Exercise objective>
Can you rewrite the entries below with each "coverage chart" changed to "tally sheet", keep everything else the same, and leave the pictures out?
--- BEGIN ---
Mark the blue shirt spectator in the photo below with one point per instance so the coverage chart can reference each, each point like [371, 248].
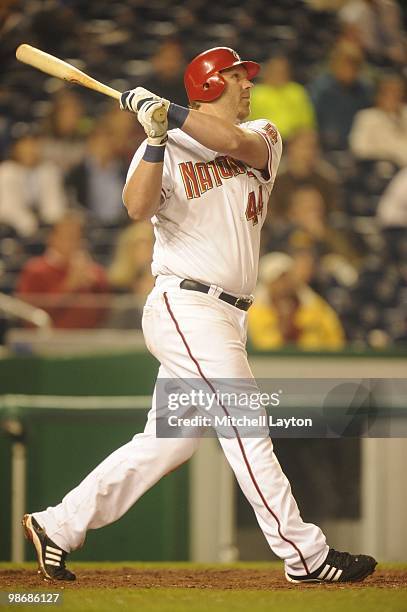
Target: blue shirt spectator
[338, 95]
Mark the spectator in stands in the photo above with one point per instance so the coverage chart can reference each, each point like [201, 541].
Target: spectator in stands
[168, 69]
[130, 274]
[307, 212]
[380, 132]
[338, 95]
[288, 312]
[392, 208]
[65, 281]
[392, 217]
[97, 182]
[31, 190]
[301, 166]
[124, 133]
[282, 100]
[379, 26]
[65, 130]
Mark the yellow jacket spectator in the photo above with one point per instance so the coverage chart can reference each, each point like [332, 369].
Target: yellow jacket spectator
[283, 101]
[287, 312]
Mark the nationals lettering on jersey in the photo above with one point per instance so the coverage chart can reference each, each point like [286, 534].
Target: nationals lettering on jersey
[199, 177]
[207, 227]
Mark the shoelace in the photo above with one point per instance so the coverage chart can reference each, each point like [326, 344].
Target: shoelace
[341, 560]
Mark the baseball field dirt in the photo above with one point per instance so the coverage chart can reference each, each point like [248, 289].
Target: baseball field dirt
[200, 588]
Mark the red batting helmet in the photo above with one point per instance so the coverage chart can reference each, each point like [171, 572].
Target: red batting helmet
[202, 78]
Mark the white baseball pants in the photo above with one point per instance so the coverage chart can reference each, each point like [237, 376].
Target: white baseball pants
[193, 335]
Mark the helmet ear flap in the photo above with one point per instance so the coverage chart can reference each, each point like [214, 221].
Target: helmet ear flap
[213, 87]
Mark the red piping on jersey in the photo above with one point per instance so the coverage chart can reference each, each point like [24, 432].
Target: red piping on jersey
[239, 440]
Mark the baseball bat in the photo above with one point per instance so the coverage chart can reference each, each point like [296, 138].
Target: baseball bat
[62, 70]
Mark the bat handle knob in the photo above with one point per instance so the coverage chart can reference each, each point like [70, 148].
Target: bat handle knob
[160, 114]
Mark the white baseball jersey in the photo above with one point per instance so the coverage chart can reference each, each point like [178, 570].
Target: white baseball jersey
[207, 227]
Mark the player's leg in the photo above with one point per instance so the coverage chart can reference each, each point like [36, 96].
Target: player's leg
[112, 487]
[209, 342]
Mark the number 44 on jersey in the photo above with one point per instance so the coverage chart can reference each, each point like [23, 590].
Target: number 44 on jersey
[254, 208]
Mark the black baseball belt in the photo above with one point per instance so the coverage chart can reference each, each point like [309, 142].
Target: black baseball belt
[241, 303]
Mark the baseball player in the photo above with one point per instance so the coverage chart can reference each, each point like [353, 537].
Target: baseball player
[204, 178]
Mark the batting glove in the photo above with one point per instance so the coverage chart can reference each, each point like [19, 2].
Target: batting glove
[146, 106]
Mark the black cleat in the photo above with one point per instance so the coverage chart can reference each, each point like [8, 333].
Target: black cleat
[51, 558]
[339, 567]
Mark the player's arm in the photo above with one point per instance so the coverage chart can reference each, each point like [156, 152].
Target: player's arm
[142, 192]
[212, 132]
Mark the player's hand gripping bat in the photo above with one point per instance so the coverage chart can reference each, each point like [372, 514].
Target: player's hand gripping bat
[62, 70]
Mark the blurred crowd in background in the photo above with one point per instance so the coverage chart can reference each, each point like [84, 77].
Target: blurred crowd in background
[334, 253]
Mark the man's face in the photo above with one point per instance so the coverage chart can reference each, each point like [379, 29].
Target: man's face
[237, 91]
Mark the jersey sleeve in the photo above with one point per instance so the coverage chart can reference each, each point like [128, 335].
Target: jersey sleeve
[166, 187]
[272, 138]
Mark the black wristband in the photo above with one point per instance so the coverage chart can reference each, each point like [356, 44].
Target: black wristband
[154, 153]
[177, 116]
--- END ---
Reply to the exercise>
Mark the blue shirt spectator in the photo below with one point per instance so the tally sheet can reference each, each point like [371, 248].
Target: blue shirt spectator
[338, 95]
Mark the spectator in stands in the photo above with one point per instance so the tally sheet can reference each, each point like [201, 541].
Target: spectator in stands
[168, 69]
[130, 274]
[307, 212]
[380, 132]
[338, 95]
[288, 312]
[392, 208]
[65, 281]
[392, 217]
[97, 182]
[31, 190]
[301, 166]
[124, 133]
[282, 100]
[379, 26]
[65, 130]
Mark the yellow jacket spectator in the photo above with one point per instance so the tally sheet can reference each, each point like [332, 369].
Target: yellow jacket spectator
[283, 101]
[287, 312]
Mark the nationals lettering on jersey in the photo above with one point per instance so the tally sheet can reference each, each point like [286, 534].
Target: nationals lettering on jersey
[199, 177]
[207, 227]
Mark the shoelace in the photo above with one point per instance so the tally sheet can reference each, each point like [326, 344].
Target: shoelace
[341, 560]
Mark the baseball field dirt in the photo above with one point per instance so the tally sheet can reference each, each point like [248, 289].
Target: baseball field dirt
[200, 588]
Mark the red batting helmet in the photo above with one point per instance so the tally sheet can reference each, each point like [171, 572].
Target: red batting helmet
[202, 78]
Mark the white baseball pants in the photo above with one point per instance so the tally sheet can reference each, each point like [237, 376].
Target: white baseball pants
[193, 335]
Mark the helmet ear flap in the photo above with one point per instance so the tally sheet can reference each, each point like [214, 221].
Target: helmet ear flap
[213, 87]
Mark the red piping on jersey in the photo above with one point per instance so the tally sheet can reference each, each point like [24, 432].
Target: red piping on jersey
[239, 440]
Mark the baseball bat in the photo above with one point per instance so the tally sheet can reference each, each point like [296, 138].
Target: baseball bat
[62, 70]
Mark the bat handle knob in the photo above with one point per instance so the tally sheet can reference each, each point like [70, 148].
Target: bat handle knob
[160, 114]
Mark the white baseball jersey in the photo above with one point per instance so the tally sheet can reference each, each point like [178, 570].
Target: white baseball jersey
[207, 227]
Mark the player's leg in the photo above with one point per instance so the tally sheet can reference each, each point like [36, 96].
Target: player's leg
[112, 487]
[209, 342]
Mark the number 44 on jersey in the photo above with one point per instance so the tally sheet can reference each, each point like [23, 590].
Target: number 44 on jersey
[254, 208]
Mark the black baseball belt in the photo above with one point per instance so the tally sheet can reference each, each point like [309, 142].
Target: black baseball belt
[241, 303]
Mark the baseball player in the photo above with one point per instance so the tally sheet can reference each, each point like [353, 537].
Target: baseball player
[204, 178]
Mark the batting glove in the photo above with one point per instance so the tally sheet can reference each, each point like [19, 2].
Target: batting glove
[146, 106]
Mark the black cleat in the photo above with one point per instance so the tally sheet can reference each, each point like [8, 333].
Target: black cleat
[51, 558]
[339, 567]
Mark the player's arm in the photo above with one point per instance so the tally sheet can reference each, each point like [156, 152].
Target: player's arm
[142, 192]
[212, 132]
Mark the player's hand gripping bat in the photo above with one point per instance so the tally sheet can reference each, each point like [372, 514].
Target: player's hand gripping bat
[62, 70]
Mark the blurred crowd in background in the photo above with one point per instance so the tally sheet can reference each, each point like [84, 77].
Target: blurred crowd in background
[334, 253]
Mark the man's face in the photo above with one point per instance so the tally sheet can reference each, each point like [379, 29].
Target: man's face
[237, 91]
Mark the jersey sleeve in the photo above with one point per instance so the tally sheet can reference each, each point like [128, 335].
Target: jersey sleeve
[166, 187]
[272, 138]
Mark the black wristband in the photo above with one point per instance so the tally sheet can reference each, each point like [356, 44].
Target: black wristband
[154, 153]
[177, 116]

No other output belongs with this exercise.